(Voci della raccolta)
-*-*-

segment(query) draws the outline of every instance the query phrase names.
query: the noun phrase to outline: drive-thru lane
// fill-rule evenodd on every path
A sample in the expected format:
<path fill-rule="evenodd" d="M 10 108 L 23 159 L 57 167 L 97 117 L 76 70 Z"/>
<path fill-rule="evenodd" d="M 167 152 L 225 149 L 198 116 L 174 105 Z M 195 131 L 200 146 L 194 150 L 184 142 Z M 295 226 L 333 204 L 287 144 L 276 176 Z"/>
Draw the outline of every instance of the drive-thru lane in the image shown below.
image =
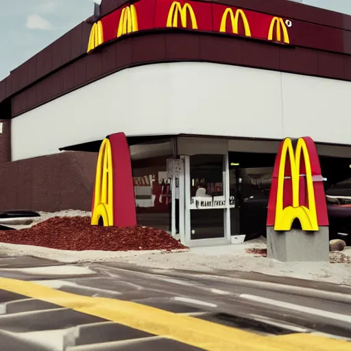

-*-*-

### Obiettivo del compito
Sostituisci "drive-thru lane" con "parking lane" in tutto l'elenco e riscrivilo lasciando invariato il resto. Non includere le immagini nella risposta.

### Esercizio svolto
segment(query) draws the outline of every instance the query phrase names.
query: the noun phrase to outline: parking lane
// fill-rule evenodd on every path
A sample in the expected format:
<path fill-rule="evenodd" d="M 10 108 L 23 159 L 57 167 L 97 117 L 76 70 Z"/>
<path fill-rule="evenodd" d="M 167 152 L 225 149 L 198 116 L 174 105 Z M 195 131 L 200 146 L 194 150 L 184 142 Z M 295 226 L 333 204 L 287 144 L 276 176 Z"/>
Draw the outline of every instance of the parking lane in the image shown below.
image =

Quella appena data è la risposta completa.